PROBLEM TO SOLVE: Rewrite the lines of every entry below, swapping "marker" for "point" and keeping everything else unchanged. Leave out the pictures.
--- STORED RECORDS ---
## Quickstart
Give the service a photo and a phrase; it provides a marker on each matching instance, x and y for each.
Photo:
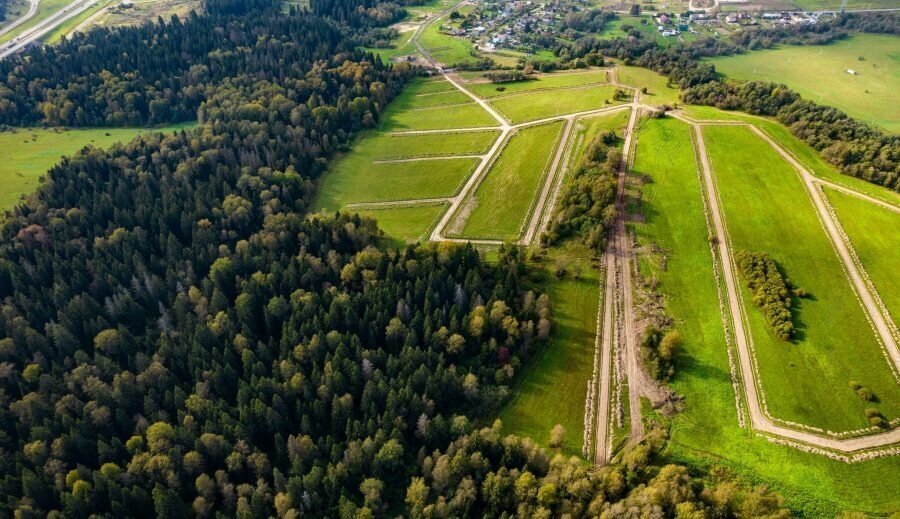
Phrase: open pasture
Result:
(768, 210)
(356, 178)
(819, 73)
(486, 89)
(532, 106)
(658, 90)
(405, 224)
(29, 152)
(505, 197)
(875, 234)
---
TASK OUTPUT:
## Quickstart
Give the service a photo and a phrase; it provides a point on each matching instance, x and y for each.
Photo:
Phrase: open pasture
Result:
(768, 210)
(356, 178)
(819, 73)
(486, 89)
(532, 106)
(658, 90)
(405, 224)
(29, 152)
(505, 197)
(875, 234)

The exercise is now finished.